Rewrite only the material beginning with the line that contains "Can you find the white van?" and running through the line that contains "point(185, 189)", requests included. Offset every coordinate in the answer points by adding 68, and leave the sample coordinates inside the requests unchanged.

Records shown
┏━━
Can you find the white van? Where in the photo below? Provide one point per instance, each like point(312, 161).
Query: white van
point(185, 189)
┗━━
┏━━
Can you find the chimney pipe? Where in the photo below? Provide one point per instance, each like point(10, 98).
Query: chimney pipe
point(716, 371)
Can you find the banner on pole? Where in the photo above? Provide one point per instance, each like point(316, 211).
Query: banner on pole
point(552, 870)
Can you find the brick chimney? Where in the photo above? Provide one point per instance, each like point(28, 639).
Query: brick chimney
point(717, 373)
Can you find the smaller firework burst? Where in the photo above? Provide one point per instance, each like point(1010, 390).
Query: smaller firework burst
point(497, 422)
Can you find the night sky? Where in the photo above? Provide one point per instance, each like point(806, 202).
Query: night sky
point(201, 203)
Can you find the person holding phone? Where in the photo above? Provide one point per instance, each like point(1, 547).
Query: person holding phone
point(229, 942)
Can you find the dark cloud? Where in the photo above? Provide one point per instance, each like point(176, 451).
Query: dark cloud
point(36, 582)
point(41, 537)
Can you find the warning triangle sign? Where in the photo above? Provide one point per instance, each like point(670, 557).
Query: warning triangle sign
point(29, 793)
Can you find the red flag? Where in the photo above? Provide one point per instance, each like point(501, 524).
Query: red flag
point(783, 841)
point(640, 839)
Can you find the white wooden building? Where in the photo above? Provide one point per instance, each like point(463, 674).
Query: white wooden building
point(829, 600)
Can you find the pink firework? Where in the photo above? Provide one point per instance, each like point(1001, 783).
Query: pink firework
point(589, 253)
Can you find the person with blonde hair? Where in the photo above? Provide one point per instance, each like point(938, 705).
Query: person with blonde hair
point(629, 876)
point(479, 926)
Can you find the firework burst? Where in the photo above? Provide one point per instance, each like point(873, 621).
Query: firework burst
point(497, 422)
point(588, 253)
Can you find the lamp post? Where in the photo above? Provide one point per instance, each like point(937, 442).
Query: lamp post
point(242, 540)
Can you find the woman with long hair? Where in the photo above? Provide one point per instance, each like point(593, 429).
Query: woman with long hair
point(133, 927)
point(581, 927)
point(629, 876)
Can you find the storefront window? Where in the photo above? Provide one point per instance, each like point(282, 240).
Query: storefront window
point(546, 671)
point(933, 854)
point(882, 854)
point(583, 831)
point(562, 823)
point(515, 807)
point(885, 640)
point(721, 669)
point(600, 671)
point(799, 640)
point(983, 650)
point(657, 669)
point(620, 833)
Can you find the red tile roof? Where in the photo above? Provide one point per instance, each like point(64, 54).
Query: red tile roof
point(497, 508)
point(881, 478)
┗━━
Result of this task
Can you find the white van? Where in the photo below? Provide one point per instance, each like point(312, 161).
Query: white van
point(253, 257)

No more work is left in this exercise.